(Quoted text):
====================

Businesses develop value propositions for customers, utilizing 3 kinds of imagination: creative imagination (imagining the design of a future product or service that will deliver a valued customer experience); empathic imagination (imagining how the customer will feel as a result of the experience); and predictive simulation (imagining what the world will be like after pursuing the contemplated action).

Creative imagination is a combination of needs knowledge (what customers want) and technical knowledge (what can be produced with available resources). In both cases, more knowledge is an aid to the imaginative process.

Similarly, empathic imagination can benefit from more knowledge about the customer’s mental model, developed through relationships and conversations.

Predictive simulation is aided by rapid learning from testing and prototyping and developing design artifacts (like landing pages and A/B tests) that enable interim simulations of customer responses.

Imagination can’t be shared but visions can.

When we work on a team or in a firm, it’s productive to be aligned on the imagined future at which the group is aiming and is working towards. Strictly speaking, we can’t share imagination. Everyone’s imagination is subjective and individual. You can’t imagine what I’m imagining.

What can be shared is a vision, because it can be described in words developed from a shared language. Of course, every individual may interpret the meaning of the words differently, but with repetition, explanation and persuasive presentation, the group can get closer and closer to shared meaning. The vision becomes a cultural artifact — how we think in this firm, what we aim for in this firm, how we see the future in (and of) this firm.

Similarly, in selling value propositions to customers, businesses are trying to get those customers to share a vision. We persuade them with storytelling, whether it’s in the form of advertising, or PR or social media or the words printed on a package.

Rhetorical skills — being able to communicate in a way that enable other people to see and share a vision, and to adapt it to their own vision — are key to successful entrepreneurship.

Some people are better at imagination than others — but you can work on the skill set.

Many business icons are or have been symbols of great imagination at work, such as Steve Jobs in the past and Elon Musk today. They’re better at seeing the future than others.

But everyone who understands imagination at the foundational level, as Mark Packard explained it in the podcast, can get better at it, and train others to get better at it, too.

====================

(Excerpted records):
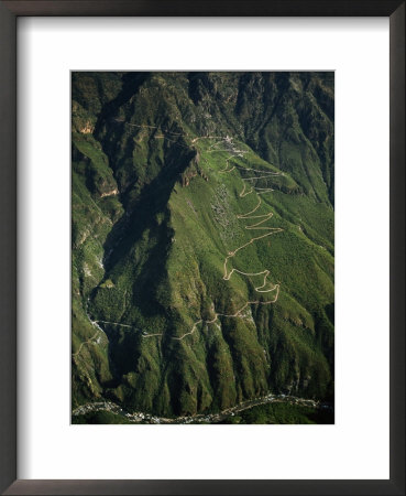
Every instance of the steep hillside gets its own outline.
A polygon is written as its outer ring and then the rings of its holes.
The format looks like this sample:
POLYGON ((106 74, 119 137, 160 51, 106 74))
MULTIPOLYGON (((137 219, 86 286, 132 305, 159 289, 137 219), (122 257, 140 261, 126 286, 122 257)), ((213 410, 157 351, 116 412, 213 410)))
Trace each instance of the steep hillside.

====================

(Work to do):
1. In the passage on imagination in business, what two kinds of knowledge combine to make up creative imagination?
2. Write the next few paragraphs of the passage on imagination in business, picking up after its final sentence.

(Answers by task):
1. Needs knowledge (what customers want) and technical knowledge (what can be produced with available resources).

2.
Imagination is a simulation run through our mental model based on knowledge we possess. One important step is to improve the knowledge set available for the simulation — better quality knowledge, more accurate knowledge, more detailed or intimate knowledge.

More needs knowledge and more technical knowledge will improve creative imagination. Keep up with new technologies and with consumer trends and marketplace developments.

More customer knowledge will enhance empathic imagination. Spend more time with customers. Use qualitative research (such as the E4B contextual in-depth interview: Mises.org/E4B_151_PDF) to understand their mental model better, so that the empathic simulations you run through that mental model will improve.

Predictive simulation is an act of imagination that improves with learning about what works and what doesn’t. Run more tests and new kinds of explorations. Explore, explore, and explore more. Don’t take your own predictions too seriously; rather, expect to be wrong in ways you never imagined. Be humble, be adaptive, be agile, and recognize that you do have to predict in order to act. Triangulate with what others are doing because they’re imagining too, and they may have more and better knowledge than you. Try to reconstruct their mental models and assess whether they’d be helpful for you.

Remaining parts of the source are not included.